TASK BRIEF:
For the material that follows, return exactly the lines from the one with "243L149 246L134 238L133" through the one with "box: [707, 185, 1000, 265]", both ends included.

─── RECORDS

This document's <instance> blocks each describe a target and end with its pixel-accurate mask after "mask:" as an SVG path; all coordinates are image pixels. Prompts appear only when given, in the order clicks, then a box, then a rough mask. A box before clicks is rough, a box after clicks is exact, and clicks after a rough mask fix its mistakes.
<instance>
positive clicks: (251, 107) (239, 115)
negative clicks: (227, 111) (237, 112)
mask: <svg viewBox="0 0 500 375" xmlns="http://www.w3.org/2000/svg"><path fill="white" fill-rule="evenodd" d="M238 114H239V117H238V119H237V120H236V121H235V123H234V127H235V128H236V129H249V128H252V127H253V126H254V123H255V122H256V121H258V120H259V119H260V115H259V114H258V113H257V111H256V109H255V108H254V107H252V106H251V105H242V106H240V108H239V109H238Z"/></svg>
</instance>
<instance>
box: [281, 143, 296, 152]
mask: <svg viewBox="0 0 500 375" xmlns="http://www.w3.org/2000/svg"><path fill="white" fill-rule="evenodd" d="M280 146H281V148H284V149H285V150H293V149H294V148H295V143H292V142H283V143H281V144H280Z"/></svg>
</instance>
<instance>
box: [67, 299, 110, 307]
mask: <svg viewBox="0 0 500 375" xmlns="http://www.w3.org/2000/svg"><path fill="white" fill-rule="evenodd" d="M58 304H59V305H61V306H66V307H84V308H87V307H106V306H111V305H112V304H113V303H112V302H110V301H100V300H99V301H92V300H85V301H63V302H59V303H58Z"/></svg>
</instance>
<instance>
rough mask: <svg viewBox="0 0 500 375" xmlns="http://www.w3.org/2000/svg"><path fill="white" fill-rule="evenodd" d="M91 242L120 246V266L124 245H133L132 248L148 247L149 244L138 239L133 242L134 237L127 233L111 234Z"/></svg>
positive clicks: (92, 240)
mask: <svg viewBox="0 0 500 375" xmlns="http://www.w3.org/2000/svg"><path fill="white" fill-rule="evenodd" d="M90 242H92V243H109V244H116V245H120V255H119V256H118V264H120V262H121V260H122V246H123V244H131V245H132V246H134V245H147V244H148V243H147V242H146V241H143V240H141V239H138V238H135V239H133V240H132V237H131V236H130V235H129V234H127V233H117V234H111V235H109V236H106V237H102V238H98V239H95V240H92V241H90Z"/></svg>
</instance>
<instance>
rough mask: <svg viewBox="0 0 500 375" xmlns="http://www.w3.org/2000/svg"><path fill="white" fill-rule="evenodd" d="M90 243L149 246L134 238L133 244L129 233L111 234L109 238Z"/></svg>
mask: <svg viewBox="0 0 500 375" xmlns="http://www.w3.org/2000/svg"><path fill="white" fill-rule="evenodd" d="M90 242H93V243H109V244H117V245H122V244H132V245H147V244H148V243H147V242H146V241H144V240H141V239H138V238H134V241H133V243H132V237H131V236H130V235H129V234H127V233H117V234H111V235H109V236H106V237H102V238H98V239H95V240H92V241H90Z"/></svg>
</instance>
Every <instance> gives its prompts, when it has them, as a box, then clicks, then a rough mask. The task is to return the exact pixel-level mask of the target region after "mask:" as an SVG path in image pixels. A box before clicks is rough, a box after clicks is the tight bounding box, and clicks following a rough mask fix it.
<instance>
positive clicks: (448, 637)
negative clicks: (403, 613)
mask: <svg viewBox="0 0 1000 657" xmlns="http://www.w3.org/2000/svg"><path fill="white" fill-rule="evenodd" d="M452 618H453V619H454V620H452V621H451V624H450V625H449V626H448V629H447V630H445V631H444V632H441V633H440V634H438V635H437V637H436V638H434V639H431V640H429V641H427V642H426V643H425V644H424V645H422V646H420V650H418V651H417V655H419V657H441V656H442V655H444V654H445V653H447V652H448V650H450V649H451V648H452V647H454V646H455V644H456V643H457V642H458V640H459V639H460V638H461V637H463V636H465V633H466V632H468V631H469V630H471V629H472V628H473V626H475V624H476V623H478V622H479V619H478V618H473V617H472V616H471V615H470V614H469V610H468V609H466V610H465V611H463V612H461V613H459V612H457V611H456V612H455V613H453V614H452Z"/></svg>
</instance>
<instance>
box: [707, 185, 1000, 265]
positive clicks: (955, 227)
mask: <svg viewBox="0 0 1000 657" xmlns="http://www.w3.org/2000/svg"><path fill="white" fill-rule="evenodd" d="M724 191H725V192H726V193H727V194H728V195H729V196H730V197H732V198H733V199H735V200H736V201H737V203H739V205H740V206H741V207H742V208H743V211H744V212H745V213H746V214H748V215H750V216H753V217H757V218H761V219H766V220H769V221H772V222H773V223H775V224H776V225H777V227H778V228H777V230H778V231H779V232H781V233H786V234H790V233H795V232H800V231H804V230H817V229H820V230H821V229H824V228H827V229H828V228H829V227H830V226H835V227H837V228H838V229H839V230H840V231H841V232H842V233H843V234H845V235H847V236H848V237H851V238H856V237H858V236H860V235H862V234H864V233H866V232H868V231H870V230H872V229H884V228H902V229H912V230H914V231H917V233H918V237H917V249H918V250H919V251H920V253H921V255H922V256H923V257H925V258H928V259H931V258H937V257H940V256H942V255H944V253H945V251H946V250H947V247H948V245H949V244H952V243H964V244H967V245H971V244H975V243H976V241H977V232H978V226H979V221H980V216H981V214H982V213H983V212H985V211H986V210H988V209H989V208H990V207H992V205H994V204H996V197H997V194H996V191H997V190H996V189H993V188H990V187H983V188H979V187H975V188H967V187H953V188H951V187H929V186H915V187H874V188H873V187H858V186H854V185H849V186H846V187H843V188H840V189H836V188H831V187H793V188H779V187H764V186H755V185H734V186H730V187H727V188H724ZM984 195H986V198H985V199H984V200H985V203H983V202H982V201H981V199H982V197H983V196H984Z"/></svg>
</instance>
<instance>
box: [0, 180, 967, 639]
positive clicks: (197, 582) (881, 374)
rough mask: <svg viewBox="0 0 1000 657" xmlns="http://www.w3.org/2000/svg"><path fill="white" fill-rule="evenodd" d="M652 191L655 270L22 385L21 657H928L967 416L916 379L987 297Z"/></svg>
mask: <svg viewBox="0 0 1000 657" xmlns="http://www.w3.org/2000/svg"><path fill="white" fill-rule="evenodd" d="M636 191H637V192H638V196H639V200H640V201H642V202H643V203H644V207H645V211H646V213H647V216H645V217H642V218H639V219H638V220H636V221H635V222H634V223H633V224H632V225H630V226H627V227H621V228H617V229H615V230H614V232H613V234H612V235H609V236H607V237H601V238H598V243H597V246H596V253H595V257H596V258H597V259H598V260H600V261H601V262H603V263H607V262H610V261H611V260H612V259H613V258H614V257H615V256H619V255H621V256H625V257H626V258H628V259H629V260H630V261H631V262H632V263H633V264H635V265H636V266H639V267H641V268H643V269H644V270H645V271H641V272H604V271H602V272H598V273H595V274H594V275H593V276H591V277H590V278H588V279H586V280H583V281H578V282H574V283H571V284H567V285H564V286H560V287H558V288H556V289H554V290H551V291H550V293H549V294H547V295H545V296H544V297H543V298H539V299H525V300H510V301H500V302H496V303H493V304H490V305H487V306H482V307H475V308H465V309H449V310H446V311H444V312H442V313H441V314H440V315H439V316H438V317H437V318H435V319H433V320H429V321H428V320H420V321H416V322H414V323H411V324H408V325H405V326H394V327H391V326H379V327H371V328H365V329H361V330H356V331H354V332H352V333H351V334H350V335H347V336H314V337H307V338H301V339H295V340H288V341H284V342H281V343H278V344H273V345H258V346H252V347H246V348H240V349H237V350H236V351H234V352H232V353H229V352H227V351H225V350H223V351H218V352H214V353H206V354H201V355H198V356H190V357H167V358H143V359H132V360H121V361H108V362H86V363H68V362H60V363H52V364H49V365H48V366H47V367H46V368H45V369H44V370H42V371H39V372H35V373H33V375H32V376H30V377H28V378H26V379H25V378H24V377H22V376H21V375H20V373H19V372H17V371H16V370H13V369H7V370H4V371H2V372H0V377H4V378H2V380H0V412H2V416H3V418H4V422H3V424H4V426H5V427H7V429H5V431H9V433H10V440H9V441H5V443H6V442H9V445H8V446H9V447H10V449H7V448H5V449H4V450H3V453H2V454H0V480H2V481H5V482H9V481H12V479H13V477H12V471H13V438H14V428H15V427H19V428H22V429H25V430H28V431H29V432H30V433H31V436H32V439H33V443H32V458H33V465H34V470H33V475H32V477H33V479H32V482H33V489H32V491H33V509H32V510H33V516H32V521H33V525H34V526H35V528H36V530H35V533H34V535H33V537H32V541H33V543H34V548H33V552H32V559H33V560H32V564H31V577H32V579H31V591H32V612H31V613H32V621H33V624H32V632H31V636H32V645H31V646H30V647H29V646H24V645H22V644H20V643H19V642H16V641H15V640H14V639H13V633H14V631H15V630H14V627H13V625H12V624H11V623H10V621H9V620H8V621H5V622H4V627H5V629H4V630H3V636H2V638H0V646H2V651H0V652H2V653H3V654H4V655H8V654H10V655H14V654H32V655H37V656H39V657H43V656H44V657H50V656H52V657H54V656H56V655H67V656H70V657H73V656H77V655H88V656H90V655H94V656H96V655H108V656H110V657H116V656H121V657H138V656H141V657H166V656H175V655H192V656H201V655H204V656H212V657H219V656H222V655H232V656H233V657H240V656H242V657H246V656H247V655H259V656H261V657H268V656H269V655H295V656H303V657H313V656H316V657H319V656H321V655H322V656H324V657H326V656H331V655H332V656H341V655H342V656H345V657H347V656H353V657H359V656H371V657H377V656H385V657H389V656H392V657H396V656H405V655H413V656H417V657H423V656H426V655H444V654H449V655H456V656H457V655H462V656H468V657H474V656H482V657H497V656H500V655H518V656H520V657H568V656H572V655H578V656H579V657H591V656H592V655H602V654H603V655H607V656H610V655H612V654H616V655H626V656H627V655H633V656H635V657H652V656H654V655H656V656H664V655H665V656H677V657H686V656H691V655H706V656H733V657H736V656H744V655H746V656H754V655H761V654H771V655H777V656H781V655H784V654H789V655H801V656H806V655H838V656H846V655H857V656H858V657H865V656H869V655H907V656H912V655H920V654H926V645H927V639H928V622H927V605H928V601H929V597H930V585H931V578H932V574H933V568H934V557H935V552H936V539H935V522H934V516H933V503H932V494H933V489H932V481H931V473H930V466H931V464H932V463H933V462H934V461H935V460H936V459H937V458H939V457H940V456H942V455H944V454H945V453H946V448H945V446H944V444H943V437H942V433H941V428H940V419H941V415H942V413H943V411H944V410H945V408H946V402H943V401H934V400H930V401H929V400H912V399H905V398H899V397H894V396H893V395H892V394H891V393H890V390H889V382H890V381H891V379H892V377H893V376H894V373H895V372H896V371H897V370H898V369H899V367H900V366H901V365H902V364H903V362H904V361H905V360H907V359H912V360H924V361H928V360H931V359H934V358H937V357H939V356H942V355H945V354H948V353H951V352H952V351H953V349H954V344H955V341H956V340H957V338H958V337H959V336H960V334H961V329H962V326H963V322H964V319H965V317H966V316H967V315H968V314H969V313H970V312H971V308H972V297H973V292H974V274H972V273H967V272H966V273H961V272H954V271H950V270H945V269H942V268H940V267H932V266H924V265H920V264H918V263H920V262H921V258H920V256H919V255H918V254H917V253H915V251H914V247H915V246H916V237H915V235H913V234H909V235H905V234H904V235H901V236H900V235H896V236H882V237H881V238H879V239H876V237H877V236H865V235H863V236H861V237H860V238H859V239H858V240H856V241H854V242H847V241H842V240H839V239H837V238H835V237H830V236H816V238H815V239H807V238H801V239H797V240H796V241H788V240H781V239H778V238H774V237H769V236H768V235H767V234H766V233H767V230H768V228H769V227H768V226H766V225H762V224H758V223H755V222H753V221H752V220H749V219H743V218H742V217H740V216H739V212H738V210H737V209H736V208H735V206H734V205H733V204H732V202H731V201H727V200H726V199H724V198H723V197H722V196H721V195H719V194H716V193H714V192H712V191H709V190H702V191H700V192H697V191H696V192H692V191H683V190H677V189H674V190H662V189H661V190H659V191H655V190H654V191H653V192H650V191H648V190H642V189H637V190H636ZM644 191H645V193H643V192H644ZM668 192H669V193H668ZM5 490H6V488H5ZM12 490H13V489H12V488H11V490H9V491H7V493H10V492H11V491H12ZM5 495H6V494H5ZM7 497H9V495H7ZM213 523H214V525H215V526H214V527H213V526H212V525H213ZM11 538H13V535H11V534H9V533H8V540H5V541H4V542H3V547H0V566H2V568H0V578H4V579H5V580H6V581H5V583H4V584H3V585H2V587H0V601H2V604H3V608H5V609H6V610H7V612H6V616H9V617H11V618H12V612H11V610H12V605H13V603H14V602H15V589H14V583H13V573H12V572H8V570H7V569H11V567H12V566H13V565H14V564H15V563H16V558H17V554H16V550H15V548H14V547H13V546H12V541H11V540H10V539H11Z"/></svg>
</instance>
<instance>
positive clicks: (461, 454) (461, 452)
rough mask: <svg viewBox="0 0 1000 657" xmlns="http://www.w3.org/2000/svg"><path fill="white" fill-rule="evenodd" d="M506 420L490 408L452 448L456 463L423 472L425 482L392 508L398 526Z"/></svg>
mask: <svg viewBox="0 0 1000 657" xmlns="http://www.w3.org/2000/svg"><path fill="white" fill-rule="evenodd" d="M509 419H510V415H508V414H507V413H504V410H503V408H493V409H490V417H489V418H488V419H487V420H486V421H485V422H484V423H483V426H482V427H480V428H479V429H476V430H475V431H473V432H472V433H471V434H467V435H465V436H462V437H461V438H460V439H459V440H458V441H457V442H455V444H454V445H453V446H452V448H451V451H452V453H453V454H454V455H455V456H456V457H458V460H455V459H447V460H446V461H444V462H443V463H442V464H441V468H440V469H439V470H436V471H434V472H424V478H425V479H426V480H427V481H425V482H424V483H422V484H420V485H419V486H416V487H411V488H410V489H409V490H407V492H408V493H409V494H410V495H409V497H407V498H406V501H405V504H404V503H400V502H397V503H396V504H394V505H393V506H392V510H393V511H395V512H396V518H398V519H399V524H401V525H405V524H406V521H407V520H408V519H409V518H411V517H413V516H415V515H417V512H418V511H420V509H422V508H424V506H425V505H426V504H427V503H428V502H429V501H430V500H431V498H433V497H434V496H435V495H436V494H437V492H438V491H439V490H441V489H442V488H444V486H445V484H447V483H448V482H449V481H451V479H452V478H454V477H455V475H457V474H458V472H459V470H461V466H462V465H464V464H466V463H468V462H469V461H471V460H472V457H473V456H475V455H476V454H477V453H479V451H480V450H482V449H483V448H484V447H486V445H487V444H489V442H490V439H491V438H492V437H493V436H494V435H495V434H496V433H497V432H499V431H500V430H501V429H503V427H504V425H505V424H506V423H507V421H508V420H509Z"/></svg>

──────

EXPECTED ANSWER:
rough mask: <svg viewBox="0 0 500 375" xmlns="http://www.w3.org/2000/svg"><path fill="white" fill-rule="evenodd" d="M90 243L149 246L134 238L133 244L129 233L111 234L109 238Z"/></svg>
mask: <svg viewBox="0 0 500 375" xmlns="http://www.w3.org/2000/svg"><path fill="white" fill-rule="evenodd" d="M90 242H93V243H109V244H117V245H122V244H132V245H147V244H148V243H147V242H146V241H144V240H141V239H138V238H134V241H133V243H132V237H131V236H130V235H129V234H127V233H117V234H111V235H109V236H106V237H102V238H98V239H95V240H92V241H90Z"/></svg>
</instance>
Every <instance> gives its prompts, when it has them, as a box, then clicks, then a rough mask. The task is to return the exact pixel-level mask of the target region after "mask:" as an SVG path in image pixels. A box before clicks is rough, a box after clicks is the tight bounding box, and clicks following a rough mask fix it.
<instance>
positive clicks: (448, 637)
negative clicks: (403, 613)
mask: <svg viewBox="0 0 1000 657" xmlns="http://www.w3.org/2000/svg"><path fill="white" fill-rule="evenodd" d="M452 618H453V619H454V620H452V621H451V624H450V625H449V626H448V629H447V630H445V631H444V632H441V633H440V634H438V635H437V637H436V638H434V639H431V640H429V641H427V642H426V643H425V644H424V645H422V646H420V650H418V651H417V655H419V657H441V656H442V655H444V654H445V653H447V652H448V650H450V649H451V648H452V647H454V646H455V644H456V643H457V642H458V640H459V639H460V638H461V637H463V636H465V633H466V632H468V631H469V630H471V629H472V628H473V626H475V624H476V623H478V622H479V619H478V618H473V617H472V616H471V615H470V614H469V610H468V609H466V610H465V611H463V612H461V613H459V612H457V611H456V612H455V613H453V614H452Z"/></svg>
</instance>
<instance>
box: [707, 185, 1000, 265]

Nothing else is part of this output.